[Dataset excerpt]
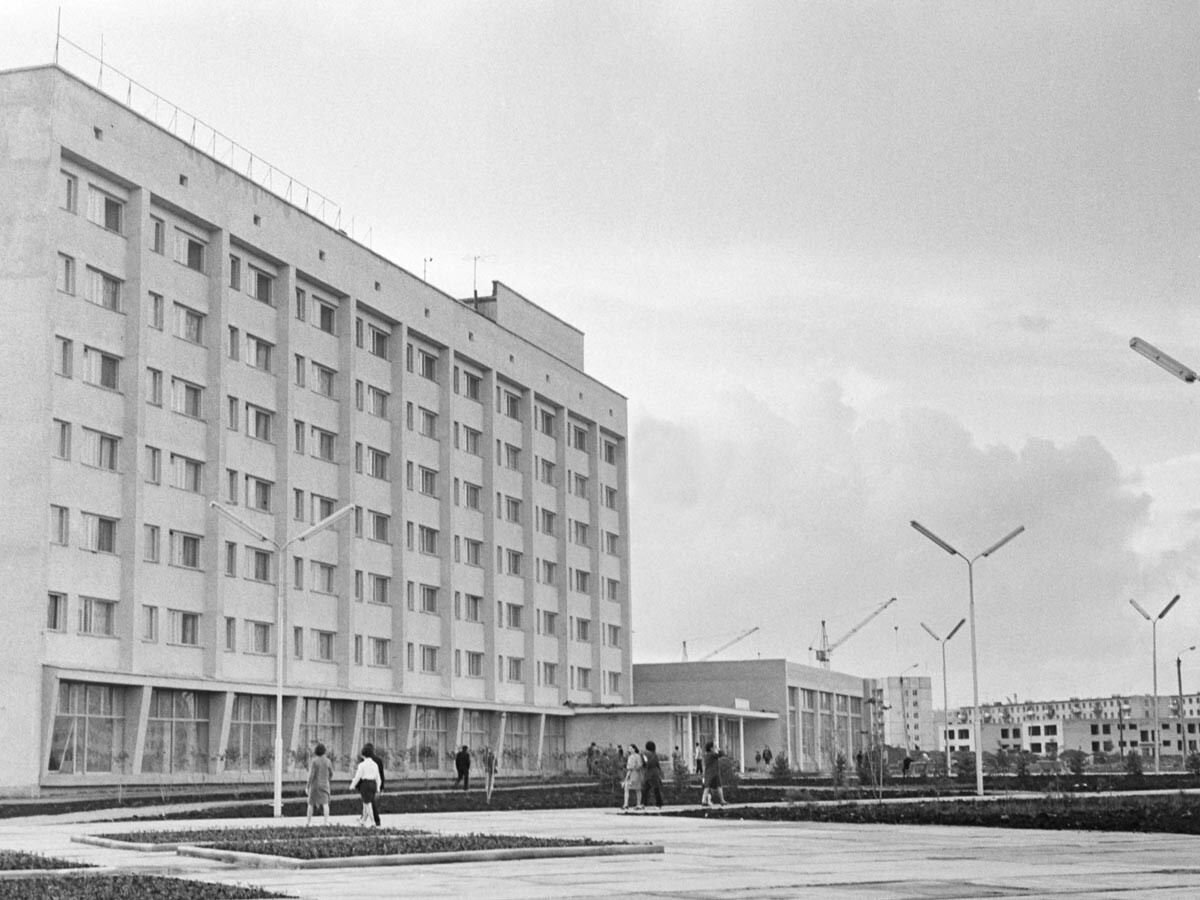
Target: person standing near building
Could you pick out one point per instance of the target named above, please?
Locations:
(366, 780)
(633, 777)
(652, 777)
(462, 767)
(321, 772)
(712, 777)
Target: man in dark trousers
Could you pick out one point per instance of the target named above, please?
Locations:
(462, 766)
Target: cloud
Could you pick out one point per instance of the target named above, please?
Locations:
(745, 516)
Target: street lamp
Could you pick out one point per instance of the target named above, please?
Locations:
(946, 703)
(1153, 631)
(281, 588)
(975, 660)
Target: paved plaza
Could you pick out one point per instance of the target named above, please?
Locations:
(703, 859)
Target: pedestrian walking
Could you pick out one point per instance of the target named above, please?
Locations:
(321, 772)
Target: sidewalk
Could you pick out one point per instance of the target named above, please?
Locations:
(703, 859)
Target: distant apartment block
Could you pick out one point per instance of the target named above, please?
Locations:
(177, 335)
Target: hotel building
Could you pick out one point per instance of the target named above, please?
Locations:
(178, 336)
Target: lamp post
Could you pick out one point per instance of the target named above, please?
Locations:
(280, 591)
(1153, 633)
(975, 659)
(946, 703)
(1179, 676)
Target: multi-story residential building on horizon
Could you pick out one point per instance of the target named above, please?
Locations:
(178, 336)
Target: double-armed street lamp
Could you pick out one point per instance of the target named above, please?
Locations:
(975, 659)
(946, 705)
(1153, 631)
(280, 593)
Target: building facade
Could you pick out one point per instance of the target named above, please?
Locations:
(178, 336)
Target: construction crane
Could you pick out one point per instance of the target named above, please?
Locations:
(828, 648)
(723, 647)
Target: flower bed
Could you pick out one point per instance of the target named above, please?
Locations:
(370, 844)
(1170, 814)
(19, 861)
(124, 887)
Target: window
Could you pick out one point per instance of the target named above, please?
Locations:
(377, 402)
(580, 485)
(472, 441)
(55, 611)
(323, 444)
(154, 466)
(96, 617)
(259, 562)
(381, 588)
(473, 609)
(327, 317)
(258, 493)
(323, 379)
(429, 538)
(185, 628)
(106, 210)
(381, 527)
(189, 324)
(64, 353)
(103, 370)
(259, 636)
(101, 450)
(427, 365)
(429, 423)
(379, 341)
(70, 192)
(189, 397)
(579, 437)
(258, 353)
(100, 533)
(185, 550)
(189, 473)
(324, 646)
(66, 274)
(155, 309)
(381, 652)
(513, 558)
(323, 575)
(60, 525)
(511, 405)
(261, 286)
(189, 250)
(580, 533)
(154, 387)
(377, 463)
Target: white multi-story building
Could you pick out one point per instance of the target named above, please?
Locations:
(177, 335)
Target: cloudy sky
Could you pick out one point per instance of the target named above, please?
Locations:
(853, 263)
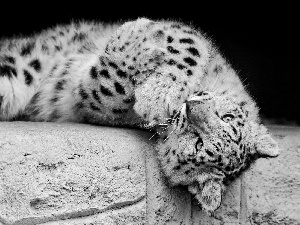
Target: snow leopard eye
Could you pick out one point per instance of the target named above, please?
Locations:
(199, 144)
(228, 117)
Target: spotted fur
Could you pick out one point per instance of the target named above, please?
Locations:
(162, 75)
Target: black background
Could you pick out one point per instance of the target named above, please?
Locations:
(260, 41)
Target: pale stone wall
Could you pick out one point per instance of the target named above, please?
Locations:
(75, 174)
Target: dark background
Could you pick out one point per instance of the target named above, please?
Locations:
(260, 41)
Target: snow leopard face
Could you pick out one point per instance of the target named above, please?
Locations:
(211, 141)
(214, 133)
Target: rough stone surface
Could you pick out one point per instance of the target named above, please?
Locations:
(75, 174)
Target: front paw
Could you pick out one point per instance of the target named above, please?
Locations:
(209, 195)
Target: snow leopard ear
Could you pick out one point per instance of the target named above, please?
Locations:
(264, 144)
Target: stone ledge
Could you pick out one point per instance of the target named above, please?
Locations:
(71, 174)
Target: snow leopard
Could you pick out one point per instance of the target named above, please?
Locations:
(164, 76)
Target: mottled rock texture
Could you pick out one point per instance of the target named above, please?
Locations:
(75, 174)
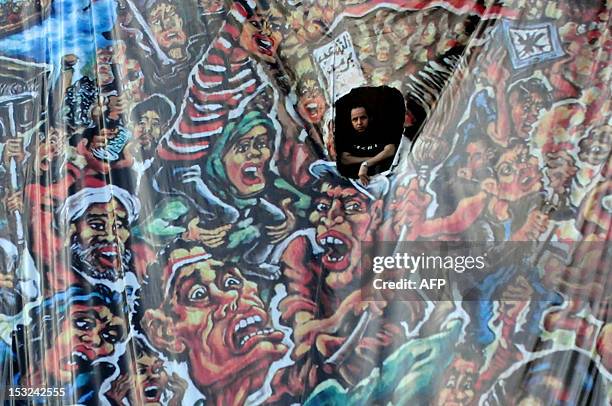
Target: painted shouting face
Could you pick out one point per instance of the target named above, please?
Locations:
(99, 238)
(87, 333)
(312, 104)
(167, 27)
(246, 161)
(218, 321)
(261, 35)
(343, 218)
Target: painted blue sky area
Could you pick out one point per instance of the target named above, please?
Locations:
(74, 26)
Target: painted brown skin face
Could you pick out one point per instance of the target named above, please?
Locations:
(151, 379)
(148, 130)
(86, 334)
(167, 27)
(261, 35)
(458, 384)
(561, 170)
(102, 233)
(342, 218)
(518, 174)
(246, 161)
(104, 68)
(51, 150)
(219, 322)
(312, 104)
(132, 80)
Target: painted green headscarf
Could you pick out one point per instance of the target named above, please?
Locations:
(216, 176)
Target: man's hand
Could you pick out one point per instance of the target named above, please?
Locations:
(363, 175)
(212, 238)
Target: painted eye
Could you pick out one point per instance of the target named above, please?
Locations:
(350, 207)
(606, 202)
(231, 282)
(198, 293)
(84, 323)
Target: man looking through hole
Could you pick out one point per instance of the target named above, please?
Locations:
(365, 152)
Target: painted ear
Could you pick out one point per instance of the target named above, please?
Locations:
(160, 329)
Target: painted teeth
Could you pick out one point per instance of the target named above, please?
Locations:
(330, 241)
(247, 322)
(255, 333)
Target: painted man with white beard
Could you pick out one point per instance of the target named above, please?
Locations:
(98, 225)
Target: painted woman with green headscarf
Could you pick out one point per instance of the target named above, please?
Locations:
(238, 171)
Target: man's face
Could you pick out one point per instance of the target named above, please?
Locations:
(342, 220)
(99, 239)
(525, 111)
(311, 105)
(105, 71)
(359, 119)
(221, 322)
(261, 35)
(517, 174)
(86, 334)
(148, 130)
(167, 27)
(246, 161)
(51, 150)
(151, 379)
(459, 380)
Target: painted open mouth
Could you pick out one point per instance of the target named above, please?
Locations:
(313, 110)
(109, 256)
(337, 250)
(249, 331)
(264, 44)
(251, 174)
(152, 393)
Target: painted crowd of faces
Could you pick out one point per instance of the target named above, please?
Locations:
(174, 229)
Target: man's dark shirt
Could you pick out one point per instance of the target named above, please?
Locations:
(366, 144)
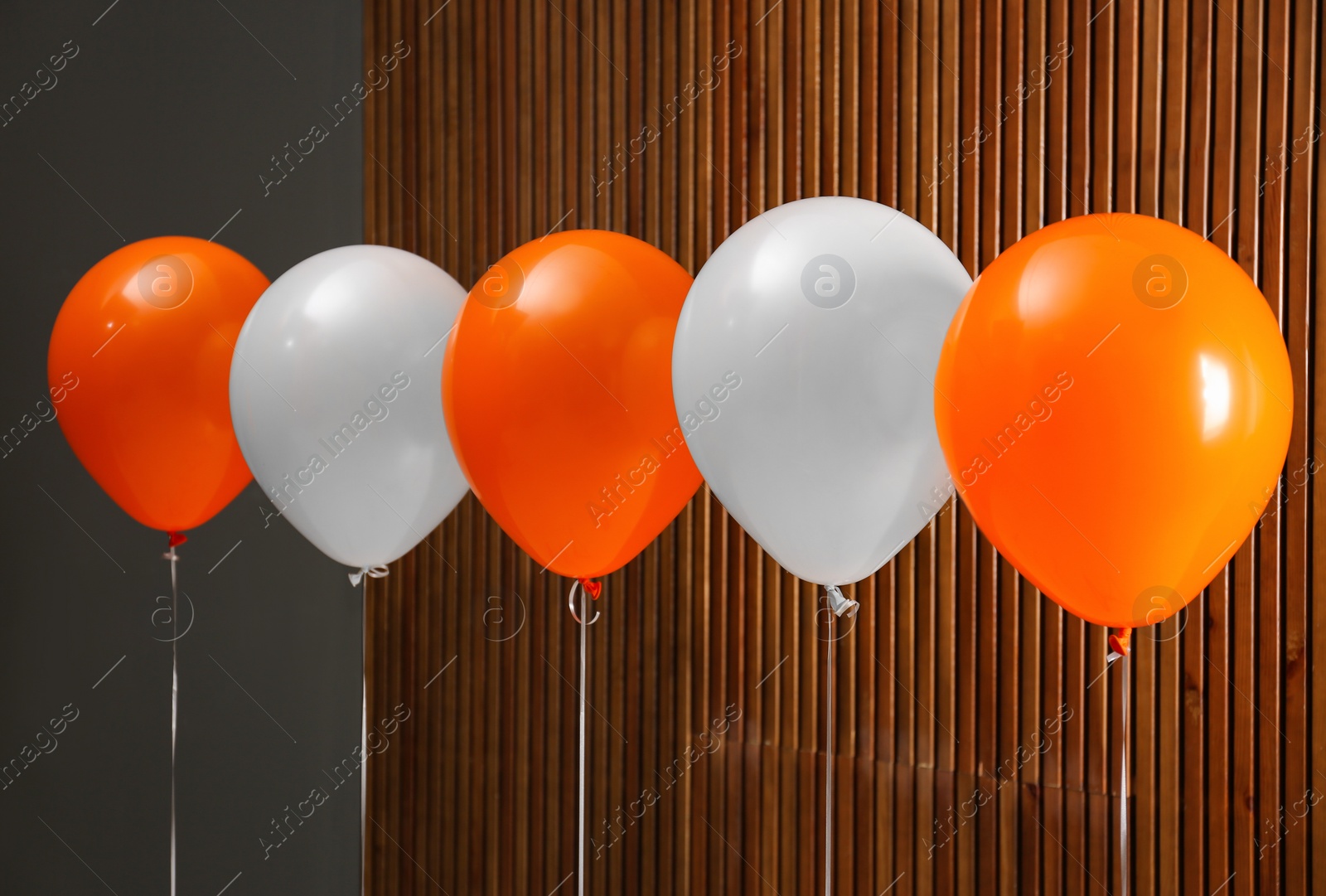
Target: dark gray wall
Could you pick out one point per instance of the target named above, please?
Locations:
(162, 124)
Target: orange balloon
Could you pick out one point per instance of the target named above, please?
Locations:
(557, 387)
(1114, 404)
(146, 337)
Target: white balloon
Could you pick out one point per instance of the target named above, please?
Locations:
(336, 396)
(804, 371)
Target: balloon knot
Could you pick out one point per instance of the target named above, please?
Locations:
(1120, 641)
(371, 572)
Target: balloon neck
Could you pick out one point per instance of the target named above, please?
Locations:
(371, 572)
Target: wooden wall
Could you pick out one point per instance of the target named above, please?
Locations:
(511, 119)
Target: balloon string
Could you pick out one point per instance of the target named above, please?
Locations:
(364, 737)
(1124, 783)
(583, 754)
(829, 714)
(174, 696)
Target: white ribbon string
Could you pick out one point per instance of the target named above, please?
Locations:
(174, 703)
(583, 754)
(829, 714)
(840, 606)
(1124, 785)
(364, 729)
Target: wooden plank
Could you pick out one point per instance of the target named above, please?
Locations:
(495, 128)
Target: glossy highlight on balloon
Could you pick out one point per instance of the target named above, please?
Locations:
(1114, 400)
(337, 404)
(802, 374)
(557, 390)
(148, 334)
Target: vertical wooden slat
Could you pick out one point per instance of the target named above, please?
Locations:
(985, 121)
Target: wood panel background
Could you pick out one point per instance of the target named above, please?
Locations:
(512, 119)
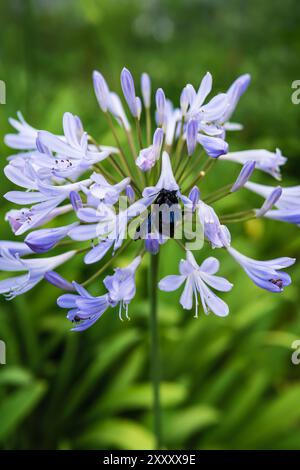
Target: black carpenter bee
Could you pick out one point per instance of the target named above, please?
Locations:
(156, 219)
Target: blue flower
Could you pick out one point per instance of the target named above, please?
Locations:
(197, 279)
(265, 274)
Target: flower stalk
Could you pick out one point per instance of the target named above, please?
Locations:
(154, 348)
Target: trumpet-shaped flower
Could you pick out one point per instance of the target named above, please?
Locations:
(265, 274)
(34, 269)
(197, 279)
(269, 162)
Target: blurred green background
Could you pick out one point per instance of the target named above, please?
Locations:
(227, 383)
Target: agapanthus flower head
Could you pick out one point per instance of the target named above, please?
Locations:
(147, 190)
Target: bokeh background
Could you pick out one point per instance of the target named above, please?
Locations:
(227, 383)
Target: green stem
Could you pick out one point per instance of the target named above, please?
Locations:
(155, 356)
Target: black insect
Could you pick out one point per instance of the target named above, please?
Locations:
(157, 219)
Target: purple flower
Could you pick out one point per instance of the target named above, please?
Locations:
(152, 244)
(84, 309)
(130, 193)
(46, 200)
(75, 200)
(115, 107)
(128, 88)
(101, 90)
(265, 274)
(58, 281)
(121, 286)
(213, 146)
(197, 279)
(244, 176)
(191, 135)
(149, 156)
(160, 100)
(146, 89)
(41, 241)
(73, 154)
(194, 197)
(171, 122)
(288, 204)
(266, 161)
(34, 269)
(105, 225)
(218, 235)
(196, 100)
(102, 191)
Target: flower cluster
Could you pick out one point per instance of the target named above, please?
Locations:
(106, 189)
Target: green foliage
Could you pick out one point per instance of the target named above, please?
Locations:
(227, 382)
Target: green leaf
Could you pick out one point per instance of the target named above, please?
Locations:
(141, 397)
(13, 375)
(118, 434)
(16, 407)
(182, 424)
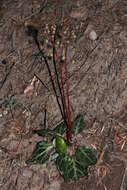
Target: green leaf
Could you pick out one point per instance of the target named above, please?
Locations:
(41, 153)
(60, 145)
(60, 128)
(78, 125)
(77, 167)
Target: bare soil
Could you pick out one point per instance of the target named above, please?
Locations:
(97, 89)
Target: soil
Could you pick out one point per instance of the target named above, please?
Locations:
(97, 88)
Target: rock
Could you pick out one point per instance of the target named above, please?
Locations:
(92, 35)
(27, 173)
(79, 13)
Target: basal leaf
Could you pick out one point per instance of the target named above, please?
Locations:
(60, 145)
(41, 153)
(85, 156)
(78, 125)
(60, 128)
(77, 167)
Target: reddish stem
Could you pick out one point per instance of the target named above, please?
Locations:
(69, 130)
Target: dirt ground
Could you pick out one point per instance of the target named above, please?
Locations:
(97, 88)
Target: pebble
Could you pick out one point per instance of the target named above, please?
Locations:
(27, 173)
(92, 35)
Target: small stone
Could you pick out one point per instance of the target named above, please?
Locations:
(93, 35)
(27, 173)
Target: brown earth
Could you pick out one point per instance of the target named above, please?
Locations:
(98, 89)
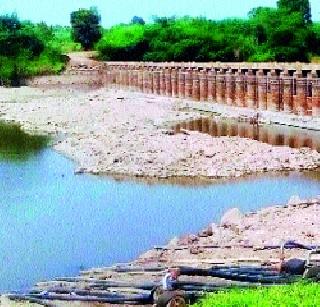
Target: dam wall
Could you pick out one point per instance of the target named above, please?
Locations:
(283, 87)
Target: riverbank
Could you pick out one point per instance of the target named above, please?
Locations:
(251, 237)
(112, 132)
(236, 239)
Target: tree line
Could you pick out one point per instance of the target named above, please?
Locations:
(284, 33)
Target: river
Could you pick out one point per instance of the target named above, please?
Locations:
(54, 223)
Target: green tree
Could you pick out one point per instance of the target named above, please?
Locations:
(137, 20)
(302, 6)
(86, 28)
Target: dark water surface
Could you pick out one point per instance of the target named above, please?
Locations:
(270, 134)
(54, 223)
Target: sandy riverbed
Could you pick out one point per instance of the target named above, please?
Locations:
(122, 133)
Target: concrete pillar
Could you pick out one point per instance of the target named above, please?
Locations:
(162, 81)
(312, 76)
(130, 83)
(168, 82)
(316, 98)
(108, 77)
(135, 78)
(251, 89)
(118, 76)
(156, 82)
(205, 125)
(230, 87)
(203, 85)
(300, 99)
(262, 90)
(195, 86)
(287, 92)
(174, 83)
(140, 79)
(239, 89)
(211, 85)
(188, 84)
(145, 80)
(273, 103)
(220, 87)
(181, 82)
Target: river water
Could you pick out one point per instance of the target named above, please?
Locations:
(54, 223)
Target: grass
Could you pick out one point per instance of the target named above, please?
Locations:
(295, 295)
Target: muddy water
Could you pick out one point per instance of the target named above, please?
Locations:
(54, 223)
(272, 134)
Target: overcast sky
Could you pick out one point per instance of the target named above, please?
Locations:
(121, 11)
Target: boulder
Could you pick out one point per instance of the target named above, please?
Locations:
(294, 200)
(232, 217)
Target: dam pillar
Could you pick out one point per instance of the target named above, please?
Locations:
(195, 86)
(211, 75)
(230, 87)
(140, 79)
(162, 81)
(174, 83)
(150, 80)
(316, 97)
(287, 91)
(145, 80)
(168, 73)
(261, 90)
(181, 82)
(300, 99)
(251, 89)
(273, 94)
(188, 83)
(312, 76)
(156, 82)
(203, 79)
(220, 87)
(239, 89)
(135, 78)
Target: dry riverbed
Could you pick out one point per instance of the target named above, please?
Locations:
(251, 237)
(122, 133)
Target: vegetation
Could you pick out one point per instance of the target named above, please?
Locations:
(27, 49)
(300, 294)
(284, 33)
(86, 28)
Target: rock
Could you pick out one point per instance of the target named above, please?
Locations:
(232, 217)
(294, 200)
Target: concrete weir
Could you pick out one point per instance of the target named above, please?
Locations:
(283, 87)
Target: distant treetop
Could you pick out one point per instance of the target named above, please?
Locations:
(302, 6)
(86, 28)
(137, 20)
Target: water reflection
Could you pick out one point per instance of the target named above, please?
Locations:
(16, 145)
(271, 134)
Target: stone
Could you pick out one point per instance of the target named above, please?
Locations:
(294, 200)
(232, 217)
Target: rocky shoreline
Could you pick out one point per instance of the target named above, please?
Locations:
(249, 238)
(118, 133)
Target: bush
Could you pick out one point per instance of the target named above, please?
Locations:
(299, 294)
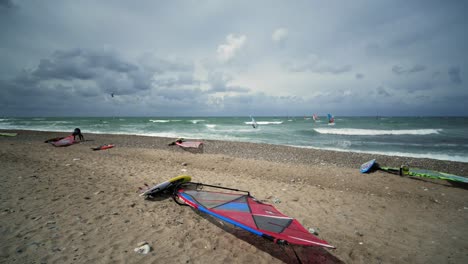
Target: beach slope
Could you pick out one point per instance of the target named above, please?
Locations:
(75, 205)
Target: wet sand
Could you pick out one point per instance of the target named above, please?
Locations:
(75, 205)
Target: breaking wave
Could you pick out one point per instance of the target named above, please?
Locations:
(375, 132)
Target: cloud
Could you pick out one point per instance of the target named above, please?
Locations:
(382, 91)
(6, 4)
(219, 82)
(279, 35)
(313, 64)
(227, 51)
(399, 70)
(454, 74)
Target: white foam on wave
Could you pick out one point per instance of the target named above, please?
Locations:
(375, 132)
(265, 123)
(196, 121)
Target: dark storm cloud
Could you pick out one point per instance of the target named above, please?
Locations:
(220, 83)
(397, 69)
(7, 4)
(381, 91)
(80, 64)
(359, 76)
(88, 76)
(454, 74)
(317, 68)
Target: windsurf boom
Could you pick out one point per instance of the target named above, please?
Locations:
(242, 210)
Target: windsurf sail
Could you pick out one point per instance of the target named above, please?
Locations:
(242, 210)
(64, 142)
(8, 134)
(189, 144)
(254, 123)
(331, 119)
(405, 170)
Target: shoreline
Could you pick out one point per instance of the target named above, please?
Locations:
(72, 204)
(263, 151)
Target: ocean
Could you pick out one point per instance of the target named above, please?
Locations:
(443, 138)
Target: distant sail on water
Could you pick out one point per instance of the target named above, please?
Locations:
(331, 120)
(254, 124)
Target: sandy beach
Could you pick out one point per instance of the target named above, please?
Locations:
(75, 205)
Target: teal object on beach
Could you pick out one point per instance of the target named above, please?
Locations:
(415, 172)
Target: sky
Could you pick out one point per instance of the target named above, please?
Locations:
(233, 58)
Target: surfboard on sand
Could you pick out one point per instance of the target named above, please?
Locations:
(8, 134)
(103, 147)
(165, 185)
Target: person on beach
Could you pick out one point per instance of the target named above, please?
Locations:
(77, 132)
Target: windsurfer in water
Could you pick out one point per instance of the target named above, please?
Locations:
(77, 132)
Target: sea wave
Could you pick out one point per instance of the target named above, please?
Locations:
(375, 132)
(159, 121)
(265, 123)
(196, 121)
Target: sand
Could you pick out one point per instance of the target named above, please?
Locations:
(75, 205)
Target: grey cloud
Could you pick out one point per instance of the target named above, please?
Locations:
(397, 69)
(359, 76)
(219, 82)
(6, 4)
(417, 68)
(382, 91)
(314, 67)
(454, 74)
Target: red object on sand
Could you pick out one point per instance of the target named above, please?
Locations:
(189, 144)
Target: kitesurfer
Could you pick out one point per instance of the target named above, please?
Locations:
(77, 132)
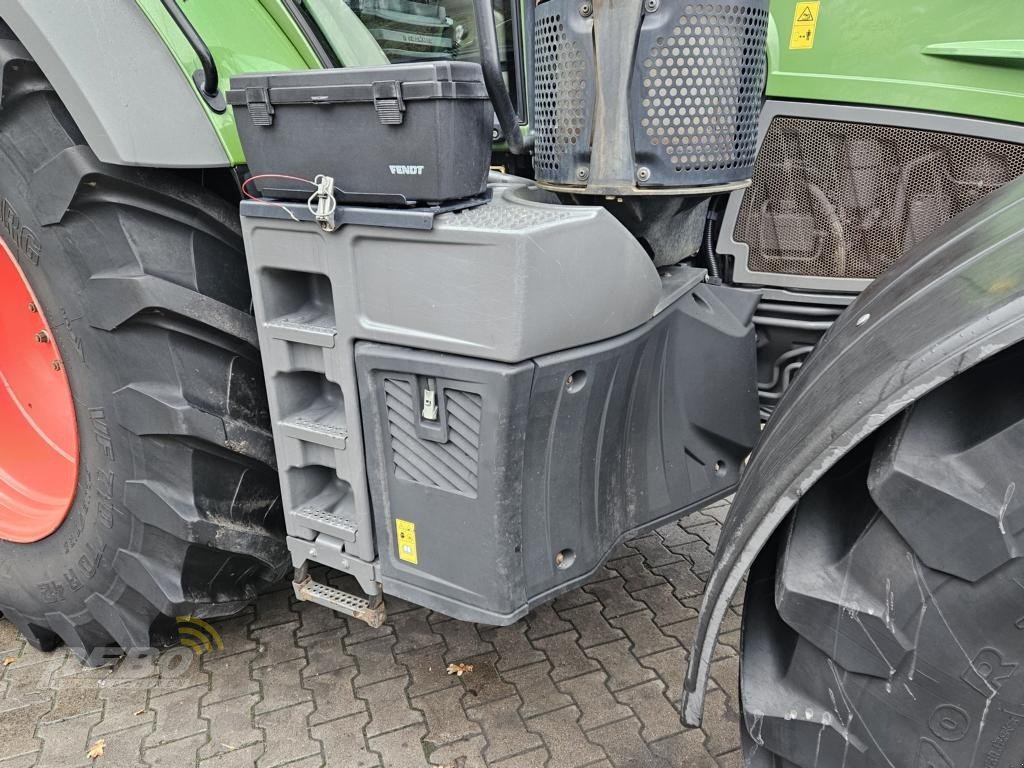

- [Task prompt]: Please recast the entries as a JSON list of strings, one string per line with blank lines omitted, starting with the line that contains "Target: grey cloud" and going on through the end of the entries. Leave the pictures out of the answer.

- [Answer to the exercise]:
[
  "Target: grey cloud",
  "Could you pick out one point per instance of the target named above, please?",
  "Locations:",
  "(397, 69)",
  "(359, 76)",
  "(219, 82)",
  "(6, 4)",
  "(417, 68)",
  "(382, 91)",
  "(314, 67)",
  "(454, 74)",
  "Target: red object on sand",
  "Could you pick out one point per instance of the target named above, please?",
  "Locations:",
  "(189, 144)",
  "Target: kitesurfer",
  "Could you pick out one point per instance of the target named above, please?",
  "Locations:",
  "(77, 132)"
]